## AIM OF THE TASK
Set down the records again. Every word and mark must match exactly.

## DATA FOR ANALYSIS
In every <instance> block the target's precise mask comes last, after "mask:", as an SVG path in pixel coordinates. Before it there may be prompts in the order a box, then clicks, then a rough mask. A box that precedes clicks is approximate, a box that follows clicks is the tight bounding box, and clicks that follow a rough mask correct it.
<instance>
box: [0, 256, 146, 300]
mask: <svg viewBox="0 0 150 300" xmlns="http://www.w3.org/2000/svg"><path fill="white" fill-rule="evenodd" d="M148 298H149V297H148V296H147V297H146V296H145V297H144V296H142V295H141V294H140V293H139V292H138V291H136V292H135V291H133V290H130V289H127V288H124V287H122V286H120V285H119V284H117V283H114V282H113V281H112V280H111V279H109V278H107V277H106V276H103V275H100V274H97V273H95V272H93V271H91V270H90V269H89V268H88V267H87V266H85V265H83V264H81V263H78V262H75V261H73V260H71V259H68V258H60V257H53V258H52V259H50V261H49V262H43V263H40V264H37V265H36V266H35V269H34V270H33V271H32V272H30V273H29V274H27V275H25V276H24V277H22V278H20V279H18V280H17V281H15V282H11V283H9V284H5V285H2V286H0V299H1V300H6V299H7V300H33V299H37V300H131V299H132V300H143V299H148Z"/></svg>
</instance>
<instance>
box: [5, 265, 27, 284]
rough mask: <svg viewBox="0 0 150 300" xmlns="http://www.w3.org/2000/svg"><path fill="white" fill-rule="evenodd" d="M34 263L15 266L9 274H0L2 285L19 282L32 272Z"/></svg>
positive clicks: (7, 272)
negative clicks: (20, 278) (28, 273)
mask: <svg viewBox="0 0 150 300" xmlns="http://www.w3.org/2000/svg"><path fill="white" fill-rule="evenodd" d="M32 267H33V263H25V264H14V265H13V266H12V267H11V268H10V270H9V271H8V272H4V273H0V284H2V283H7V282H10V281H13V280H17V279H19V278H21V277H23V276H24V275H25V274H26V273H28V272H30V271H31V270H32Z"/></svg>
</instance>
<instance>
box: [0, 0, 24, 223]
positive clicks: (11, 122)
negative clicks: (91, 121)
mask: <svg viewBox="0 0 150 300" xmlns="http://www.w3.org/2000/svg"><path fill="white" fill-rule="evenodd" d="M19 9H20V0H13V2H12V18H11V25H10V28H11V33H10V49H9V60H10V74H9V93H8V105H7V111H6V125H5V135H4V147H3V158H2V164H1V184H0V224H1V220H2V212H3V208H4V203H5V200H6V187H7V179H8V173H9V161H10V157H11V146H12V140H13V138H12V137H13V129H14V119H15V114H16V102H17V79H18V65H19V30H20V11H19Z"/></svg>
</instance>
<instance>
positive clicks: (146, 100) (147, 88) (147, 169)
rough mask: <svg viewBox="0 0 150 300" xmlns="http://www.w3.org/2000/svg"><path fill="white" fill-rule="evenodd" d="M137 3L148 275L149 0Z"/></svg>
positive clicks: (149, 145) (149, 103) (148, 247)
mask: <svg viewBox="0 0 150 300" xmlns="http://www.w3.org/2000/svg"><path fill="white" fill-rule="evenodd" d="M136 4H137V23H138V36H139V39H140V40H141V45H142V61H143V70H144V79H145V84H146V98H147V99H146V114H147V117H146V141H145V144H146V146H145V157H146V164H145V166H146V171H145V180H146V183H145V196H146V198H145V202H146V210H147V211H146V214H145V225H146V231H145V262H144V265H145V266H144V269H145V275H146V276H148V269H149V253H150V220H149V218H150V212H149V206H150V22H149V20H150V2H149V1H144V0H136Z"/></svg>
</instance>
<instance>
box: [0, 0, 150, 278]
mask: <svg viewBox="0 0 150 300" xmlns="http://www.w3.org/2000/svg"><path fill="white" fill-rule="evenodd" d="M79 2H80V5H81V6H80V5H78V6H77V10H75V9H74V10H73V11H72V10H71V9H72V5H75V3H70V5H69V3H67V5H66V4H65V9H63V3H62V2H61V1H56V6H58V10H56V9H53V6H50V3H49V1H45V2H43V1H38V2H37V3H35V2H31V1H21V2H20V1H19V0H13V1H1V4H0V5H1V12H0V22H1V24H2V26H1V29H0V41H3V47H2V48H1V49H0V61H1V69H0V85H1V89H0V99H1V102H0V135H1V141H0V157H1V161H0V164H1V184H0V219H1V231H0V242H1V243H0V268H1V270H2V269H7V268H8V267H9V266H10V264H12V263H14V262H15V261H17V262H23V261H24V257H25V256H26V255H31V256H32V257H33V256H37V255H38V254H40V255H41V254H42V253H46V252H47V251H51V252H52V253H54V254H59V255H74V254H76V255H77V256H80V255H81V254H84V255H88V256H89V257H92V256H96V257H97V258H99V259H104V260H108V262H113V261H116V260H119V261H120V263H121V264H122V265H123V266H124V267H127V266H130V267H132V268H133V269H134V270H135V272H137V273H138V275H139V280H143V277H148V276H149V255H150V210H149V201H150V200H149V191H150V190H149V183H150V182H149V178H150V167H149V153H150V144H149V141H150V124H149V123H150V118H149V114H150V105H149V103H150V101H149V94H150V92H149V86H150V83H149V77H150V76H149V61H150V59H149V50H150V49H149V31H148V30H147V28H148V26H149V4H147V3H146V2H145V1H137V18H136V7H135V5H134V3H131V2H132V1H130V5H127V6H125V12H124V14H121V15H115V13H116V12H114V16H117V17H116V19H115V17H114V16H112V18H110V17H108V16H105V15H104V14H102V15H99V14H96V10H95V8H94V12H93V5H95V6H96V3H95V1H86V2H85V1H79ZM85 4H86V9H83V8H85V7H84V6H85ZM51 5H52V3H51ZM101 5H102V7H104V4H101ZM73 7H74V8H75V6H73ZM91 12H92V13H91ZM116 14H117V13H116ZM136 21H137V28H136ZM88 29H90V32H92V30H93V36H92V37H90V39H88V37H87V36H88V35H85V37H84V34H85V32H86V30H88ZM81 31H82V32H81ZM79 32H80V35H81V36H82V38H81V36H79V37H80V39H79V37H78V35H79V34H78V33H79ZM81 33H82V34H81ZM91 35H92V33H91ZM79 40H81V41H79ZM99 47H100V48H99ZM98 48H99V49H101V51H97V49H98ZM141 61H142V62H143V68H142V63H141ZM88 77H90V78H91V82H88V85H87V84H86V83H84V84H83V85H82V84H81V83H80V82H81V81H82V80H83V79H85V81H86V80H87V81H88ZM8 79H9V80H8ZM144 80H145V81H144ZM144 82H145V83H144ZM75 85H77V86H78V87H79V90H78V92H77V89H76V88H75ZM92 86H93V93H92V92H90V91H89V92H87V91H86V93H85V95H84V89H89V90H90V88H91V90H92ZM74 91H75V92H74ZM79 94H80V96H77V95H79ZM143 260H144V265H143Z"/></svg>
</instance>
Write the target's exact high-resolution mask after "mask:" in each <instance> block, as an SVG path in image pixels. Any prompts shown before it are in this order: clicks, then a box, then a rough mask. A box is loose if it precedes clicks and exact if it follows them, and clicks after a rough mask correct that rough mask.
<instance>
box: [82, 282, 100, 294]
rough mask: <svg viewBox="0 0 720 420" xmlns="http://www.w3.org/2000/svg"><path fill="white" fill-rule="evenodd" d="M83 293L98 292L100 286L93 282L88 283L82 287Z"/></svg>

## OUTPUT BELOW
In every <instance> block the target's precise mask comes last, after "mask:", as an SVG path in pixel coordinates. Before it there may be prompts in the order a box, then clicks, then a rough mask. A box that precedes clicks is approximate, a box that follows clicks is the tight bounding box, and clicks that follow a rough mask correct it.
<instance>
box: [0, 256, 146, 300]
mask: <svg viewBox="0 0 150 300" xmlns="http://www.w3.org/2000/svg"><path fill="white" fill-rule="evenodd" d="M148 298H149V297H148V296H147V297H146V296H145V297H144V296H142V295H141V294H140V293H139V292H138V291H136V292H135V291H133V290H130V289H127V288H124V287H122V286H120V285H119V284H117V283H114V282H113V281H112V280H111V279H109V278H107V277H106V276H103V275H100V274H97V273H95V272H93V271H91V270H90V269H89V268H88V267H87V266H85V265H83V264H81V263H78V262H75V261H73V260H71V259H68V258H60V257H53V258H52V259H50V261H49V262H43V263H40V264H37V265H36V266H35V269H34V270H33V271H32V272H30V273H29V274H27V275H25V276H24V277H22V278H20V279H18V280H17V281H15V282H11V283H9V284H5V285H2V286H0V299H1V300H6V299H7V300H33V299H37V300H131V299H132V300H143V299H148Z"/></svg>
</instance>
<instance>
box: [5, 265, 27, 284]
rough mask: <svg viewBox="0 0 150 300" xmlns="http://www.w3.org/2000/svg"><path fill="white" fill-rule="evenodd" d="M34 263L15 266L9 274H0L2 285L19 282L32 272Z"/></svg>
positive clicks: (7, 272)
negative clicks: (20, 278) (28, 273)
mask: <svg viewBox="0 0 150 300" xmlns="http://www.w3.org/2000/svg"><path fill="white" fill-rule="evenodd" d="M32 267H33V263H25V264H14V265H13V266H12V267H11V268H10V270H9V271H8V272H4V273H0V284H2V283H7V282H10V281H13V280H17V279H19V278H21V277H23V276H24V275H25V274H26V273H28V272H30V271H31V270H32Z"/></svg>
</instance>
<instance>
box: [0, 0, 24, 223]
positive clicks: (11, 122)
negative clicks: (91, 121)
mask: <svg viewBox="0 0 150 300" xmlns="http://www.w3.org/2000/svg"><path fill="white" fill-rule="evenodd" d="M19 9H20V0H13V2H12V18H11V25H10V28H11V33H10V49H9V60H10V74H9V93H8V105H7V111H6V125H5V135H4V147H3V158H2V164H1V184H0V224H1V220H2V212H3V208H4V203H5V200H6V187H7V179H8V173H9V161H10V157H11V146H12V140H13V138H12V137H13V129H14V119H15V114H16V102H17V79H18V65H19V30H20V11H19Z"/></svg>
</instance>
<instance>
positive clicks: (146, 100) (147, 88) (147, 169)
rough mask: <svg viewBox="0 0 150 300" xmlns="http://www.w3.org/2000/svg"><path fill="white" fill-rule="evenodd" d="M137 3L148 275L149 0Z"/></svg>
positive clicks: (149, 145) (149, 103) (148, 247)
mask: <svg viewBox="0 0 150 300" xmlns="http://www.w3.org/2000/svg"><path fill="white" fill-rule="evenodd" d="M136 4H137V23H138V36H139V39H140V40H141V45H142V61H143V70H144V79H145V84H146V98H147V99H146V114H147V117H146V141H145V144H146V146H145V157H146V164H145V166H146V171H145V180H146V183H145V196H146V198H145V202H146V210H147V211H146V214H145V225H146V231H145V262H144V265H145V266H144V269H145V275H146V276H148V269H149V253H150V220H149V218H150V212H149V206H150V22H149V20H150V2H149V1H144V0H136Z"/></svg>
</instance>
<instance>
box: [0, 0, 150, 278]
mask: <svg viewBox="0 0 150 300" xmlns="http://www.w3.org/2000/svg"><path fill="white" fill-rule="evenodd" d="M79 2H80V5H81V6H80V5H78V6H77V10H75V9H74V10H73V11H72V10H71V9H72V5H75V3H70V5H69V3H67V5H66V4H65V9H63V3H62V2H61V1H56V6H58V10H56V9H53V6H50V3H49V1H45V2H43V1H38V2H37V3H35V2H31V1H21V2H20V1H19V0H13V1H1V4H0V5H1V12H0V22H1V24H2V26H1V29H0V41H3V47H2V48H1V49H0V61H1V69H0V85H1V89H0V99H1V102H0V135H1V141H0V157H1V161H0V164H1V184H0V219H1V231H0V242H1V243H0V268H1V270H2V269H7V268H8V267H9V266H10V264H12V263H14V262H15V261H17V262H23V261H24V257H25V256H26V255H31V256H32V257H33V256H37V255H38V254H40V255H41V254H42V253H46V252H47V251H51V252H52V253H54V254H59V255H74V254H76V255H77V256H80V255H81V254H84V255H88V256H89V257H92V256H96V257H97V258H99V259H104V260H108V262H113V261H116V260H119V261H120V263H121V264H122V265H123V266H124V267H127V266H130V267H132V268H133V269H134V270H135V272H137V273H138V275H139V280H143V277H148V276H149V255H150V210H149V201H150V200H149V191H150V190H149V183H150V182H149V178H150V167H149V153H150V144H149V141H150V124H149V123H150V118H149V114H150V105H149V103H150V101H149V94H150V92H149V86H150V83H149V77H150V76H149V61H150V59H149V50H150V49H149V31H148V30H147V28H148V26H149V4H147V3H146V2H145V1H137V18H136V7H135V5H134V3H131V2H132V1H130V5H127V6H125V12H124V14H121V15H115V13H116V12H114V16H117V17H116V19H115V17H114V16H112V18H110V17H108V16H105V15H104V14H102V15H99V14H96V10H95V8H94V12H93V5H95V6H96V3H95V1H86V2H85V1H79ZM85 4H86V9H83V8H85V7H84V6H85ZM51 5H52V3H51ZM101 5H102V7H104V4H101ZM73 7H74V8H75V6H73ZM91 12H92V13H91ZM116 14H117V13H116ZM136 21H137V28H136ZM88 29H90V32H92V30H93V36H92V37H90V39H88V37H87V36H88V35H85V37H84V34H85V32H86V30H88ZM81 31H82V32H81ZM79 32H80V35H81V36H82V38H81V36H79V37H80V39H79V37H78V35H79V34H78V33H79ZM81 33H82V34H81ZM91 35H92V33H91ZM79 40H81V41H79ZM99 47H100V48H99ZM98 48H99V49H101V51H97V49H98ZM141 61H142V62H143V68H142V63H141ZM88 77H90V78H91V82H88V85H87V84H86V83H84V84H83V85H82V84H81V83H80V82H81V81H82V80H83V79H85V81H86V80H87V81H88ZM8 79H9V80H8ZM144 80H145V81H144ZM144 82H145V83H144ZM75 85H77V86H78V87H79V90H78V92H77V89H76V88H75ZM92 86H93V93H92V92H90V91H89V92H87V91H86V93H85V95H84V89H89V90H90V88H91V90H92ZM74 91H75V92H74ZM79 94H80V96H77V95H79ZM143 260H144V265H143Z"/></svg>
</instance>
Write the target's exact high-resolution mask after "mask:" in each <instance> block, as an SVG path in image pixels. Any prompts shown before it are in this order: clicks, then a box, then a rough mask. A box is loose if it precedes clicks and exact if it follows them, and clicks after a rough mask correct that rough mask.
<instance>
box: [82, 282, 100, 294]
rough mask: <svg viewBox="0 0 720 420" xmlns="http://www.w3.org/2000/svg"><path fill="white" fill-rule="evenodd" d="M83 293L98 292L100 286L93 282L88 283L82 287Z"/></svg>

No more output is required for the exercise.